Exercise requirements
A. The post on marketing mysteries gives examples of what the "good" axis covers. List them.
B. Return the text of the post on marketing mysteries, starting with "From Businessweek, an" and going on through "to test poorly.".

Page excerpt
Archive for February, 2007

Solving Marketing Mysteries

From Businessweek, an interview with Marty Neumeier, author of Zag. Neumeier spins one of the fundamental motherhood rules of brand management (differentiation) into this book, based on the simple idea that a statement such as “Our brand is the only _____ that ______.” is essential to building a strong brand.

A much more interesting part of the book is a a Good Versus Different graph, in which he plots products into four quadrants based on their performance along the two axes of good (high quality, workmanship, aesthetics, etc.) and different (surprising, fresh, offbeat, etc.). The surprise is that products in the Not Good and Not Different quadrant, obviously a bad place to be, tend to test well in market research, while products in the best quadrant of Good and Different tend to test poorly.

Unfortunately, despite the obvious danger spelled out above, a very common practice today seems to be to test new products in exactly this way, without stopping to think about when such testing might actually be useful.

(Records of labeled boxes)
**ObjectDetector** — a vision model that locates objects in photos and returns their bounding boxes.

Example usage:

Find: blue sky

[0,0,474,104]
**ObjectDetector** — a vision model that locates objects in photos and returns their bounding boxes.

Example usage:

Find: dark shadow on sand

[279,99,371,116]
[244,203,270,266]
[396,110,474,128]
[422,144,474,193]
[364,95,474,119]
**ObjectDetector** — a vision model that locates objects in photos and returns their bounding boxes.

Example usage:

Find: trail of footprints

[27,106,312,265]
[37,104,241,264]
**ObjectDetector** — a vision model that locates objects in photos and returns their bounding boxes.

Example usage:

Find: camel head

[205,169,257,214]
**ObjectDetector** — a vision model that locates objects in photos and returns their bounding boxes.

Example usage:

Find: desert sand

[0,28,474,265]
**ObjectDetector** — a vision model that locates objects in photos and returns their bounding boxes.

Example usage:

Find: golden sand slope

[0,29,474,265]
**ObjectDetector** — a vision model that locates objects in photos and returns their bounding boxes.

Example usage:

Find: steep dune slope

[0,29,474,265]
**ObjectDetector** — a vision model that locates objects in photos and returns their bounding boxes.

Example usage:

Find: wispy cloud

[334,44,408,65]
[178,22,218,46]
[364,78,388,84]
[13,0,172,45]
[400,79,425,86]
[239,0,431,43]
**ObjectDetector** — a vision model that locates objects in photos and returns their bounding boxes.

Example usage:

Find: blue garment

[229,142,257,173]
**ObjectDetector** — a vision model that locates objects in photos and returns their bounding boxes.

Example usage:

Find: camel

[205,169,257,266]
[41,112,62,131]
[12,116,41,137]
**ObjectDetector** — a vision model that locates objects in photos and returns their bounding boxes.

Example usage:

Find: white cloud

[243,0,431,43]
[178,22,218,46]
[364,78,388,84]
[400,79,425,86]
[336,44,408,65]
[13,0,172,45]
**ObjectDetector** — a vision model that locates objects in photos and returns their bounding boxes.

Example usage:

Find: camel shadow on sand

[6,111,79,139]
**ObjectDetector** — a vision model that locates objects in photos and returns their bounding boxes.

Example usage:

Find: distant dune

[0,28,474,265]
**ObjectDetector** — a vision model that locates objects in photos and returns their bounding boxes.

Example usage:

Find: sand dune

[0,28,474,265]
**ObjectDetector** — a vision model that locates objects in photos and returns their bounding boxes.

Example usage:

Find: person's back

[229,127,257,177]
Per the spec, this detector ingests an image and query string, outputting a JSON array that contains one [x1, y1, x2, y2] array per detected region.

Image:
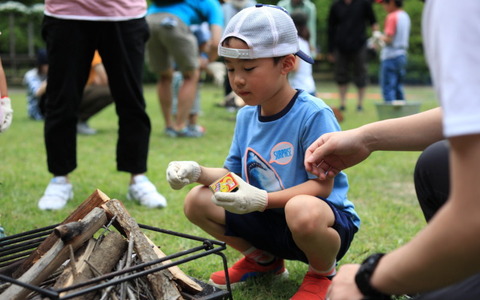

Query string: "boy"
[[167, 4, 360, 300]]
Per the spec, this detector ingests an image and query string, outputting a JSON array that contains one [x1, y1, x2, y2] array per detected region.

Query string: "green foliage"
[[0, 82, 437, 300], [311, 0, 430, 84]]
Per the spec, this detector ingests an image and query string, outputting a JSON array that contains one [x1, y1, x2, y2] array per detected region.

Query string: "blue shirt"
[[147, 0, 223, 27], [224, 91, 360, 227]]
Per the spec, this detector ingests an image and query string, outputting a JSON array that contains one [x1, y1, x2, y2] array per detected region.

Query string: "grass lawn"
[[0, 82, 437, 300]]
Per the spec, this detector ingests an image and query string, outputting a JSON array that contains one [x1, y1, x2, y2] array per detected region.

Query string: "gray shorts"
[[146, 13, 199, 74]]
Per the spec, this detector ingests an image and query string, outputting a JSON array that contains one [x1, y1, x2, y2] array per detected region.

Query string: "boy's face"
[[224, 38, 295, 105]]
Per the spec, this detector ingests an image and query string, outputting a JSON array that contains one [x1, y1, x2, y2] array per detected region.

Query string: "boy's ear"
[[282, 54, 297, 74]]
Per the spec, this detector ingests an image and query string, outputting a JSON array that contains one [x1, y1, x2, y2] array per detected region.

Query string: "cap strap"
[[218, 46, 251, 59]]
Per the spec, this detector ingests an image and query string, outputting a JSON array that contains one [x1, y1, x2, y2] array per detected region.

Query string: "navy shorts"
[[225, 200, 358, 263]]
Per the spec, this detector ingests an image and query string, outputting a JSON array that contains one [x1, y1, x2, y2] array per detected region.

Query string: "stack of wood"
[[0, 190, 202, 300]]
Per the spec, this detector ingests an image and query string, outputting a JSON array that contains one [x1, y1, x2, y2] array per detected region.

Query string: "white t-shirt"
[[45, 0, 147, 21], [422, 0, 480, 137]]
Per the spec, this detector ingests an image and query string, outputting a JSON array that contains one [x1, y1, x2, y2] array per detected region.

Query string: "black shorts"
[[225, 200, 358, 263]]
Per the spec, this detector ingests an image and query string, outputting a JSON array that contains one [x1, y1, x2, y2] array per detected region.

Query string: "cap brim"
[[295, 50, 315, 65]]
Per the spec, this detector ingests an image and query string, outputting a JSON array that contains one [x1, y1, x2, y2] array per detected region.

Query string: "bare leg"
[[285, 195, 340, 271]]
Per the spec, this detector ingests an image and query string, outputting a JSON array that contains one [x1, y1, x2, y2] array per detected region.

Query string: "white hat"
[[218, 4, 314, 64]]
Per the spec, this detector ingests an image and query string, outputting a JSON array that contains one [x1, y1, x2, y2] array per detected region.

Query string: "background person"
[[0, 55, 13, 133], [147, 0, 223, 137], [38, 0, 167, 210], [288, 12, 316, 96], [328, 0, 378, 111], [77, 51, 114, 135], [23, 49, 113, 135], [378, 0, 411, 102], [23, 49, 48, 121], [277, 0, 319, 57]]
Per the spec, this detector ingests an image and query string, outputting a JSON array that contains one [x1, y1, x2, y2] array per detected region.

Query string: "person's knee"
[[285, 195, 328, 236]]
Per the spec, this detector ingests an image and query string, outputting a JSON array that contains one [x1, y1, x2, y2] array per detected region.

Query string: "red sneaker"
[[209, 257, 288, 289], [290, 272, 332, 300]]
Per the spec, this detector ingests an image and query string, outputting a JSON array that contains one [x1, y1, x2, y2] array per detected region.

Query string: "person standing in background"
[[23, 49, 113, 135], [374, 0, 410, 102], [147, 0, 223, 137], [0, 55, 13, 133], [38, 0, 167, 210], [77, 51, 114, 135], [328, 0, 378, 111], [288, 12, 316, 96], [23, 49, 48, 121], [277, 0, 319, 58]]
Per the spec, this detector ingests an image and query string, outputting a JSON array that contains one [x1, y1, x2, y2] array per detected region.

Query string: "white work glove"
[[203, 62, 227, 86], [212, 173, 268, 214], [0, 97, 13, 132], [167, 161, 202, 190]]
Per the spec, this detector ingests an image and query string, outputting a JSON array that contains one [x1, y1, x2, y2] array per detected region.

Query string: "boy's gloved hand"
[[0, 97, 13, 132], [167, 161, 202, 190], [212, 173, 268, 214]]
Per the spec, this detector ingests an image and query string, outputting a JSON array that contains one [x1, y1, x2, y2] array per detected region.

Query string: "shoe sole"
[[208, 269, 289, 290]]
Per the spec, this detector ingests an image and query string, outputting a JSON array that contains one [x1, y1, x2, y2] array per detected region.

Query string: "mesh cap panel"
[[218, 4, 313, 63]]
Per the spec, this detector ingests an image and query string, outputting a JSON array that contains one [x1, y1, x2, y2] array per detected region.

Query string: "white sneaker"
[[127, 175, 167, 208], [38, 176, 73, 210]]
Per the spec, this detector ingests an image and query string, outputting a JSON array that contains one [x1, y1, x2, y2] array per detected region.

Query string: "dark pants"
[[78, 84, 113, 122], [413, 141, 480, 300], [414, 140, 450, 222], [42, 16, 151, 175]]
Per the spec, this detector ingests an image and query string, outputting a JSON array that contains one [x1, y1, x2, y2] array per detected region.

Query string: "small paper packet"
[[209, 172, 238, 193]]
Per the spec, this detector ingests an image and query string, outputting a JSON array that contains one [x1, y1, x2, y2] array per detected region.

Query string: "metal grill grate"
[[0, 224, 233, 300]]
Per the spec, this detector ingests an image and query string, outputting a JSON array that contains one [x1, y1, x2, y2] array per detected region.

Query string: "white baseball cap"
[[218, 4, 314, 64]]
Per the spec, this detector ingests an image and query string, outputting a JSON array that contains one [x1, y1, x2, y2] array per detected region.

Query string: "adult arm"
[[329, 134, 480, 300], [305, 108, 443, 179]]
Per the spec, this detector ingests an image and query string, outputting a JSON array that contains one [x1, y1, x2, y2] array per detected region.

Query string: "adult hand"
[[326, 265, 364, 300], [0, 97, 13, 132], [212, 173, 268, 214], [305, 129, 371, 180], [167, 161, 202, 190]]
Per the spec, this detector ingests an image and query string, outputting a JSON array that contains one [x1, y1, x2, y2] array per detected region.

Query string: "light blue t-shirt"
[[147, 0, 223, 27], [224, 91, 360, 228]]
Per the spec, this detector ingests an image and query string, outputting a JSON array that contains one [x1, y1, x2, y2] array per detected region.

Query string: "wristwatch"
[[355, 253, 391, 300]]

Results in order
A. high quality, workmanship, aesthetics

B.
From Businessweek, an interview with Marty Neumeier, author of Zag. Neumeier spins one of the fundamental motherhood rules of brand management (differentiation) into this book, based on the simple idea that a statement such as “Our brand is the only _____ that ______.” is essential to building a strong brand.

A much more interesting part of the book is a a Good Versus Different graph, in which he plots products into four quadrants based on their performance along the two axes of good (high quality, workmanship, aesthetics, etc.) and different (surprising, fresh, offbeat, etc.). The surprise is that products in the Not Good and Not Different quadrant, obviously a bad place to be, tend to test well in market research, while products in the best quadrant of Good and Different tend to test poorly.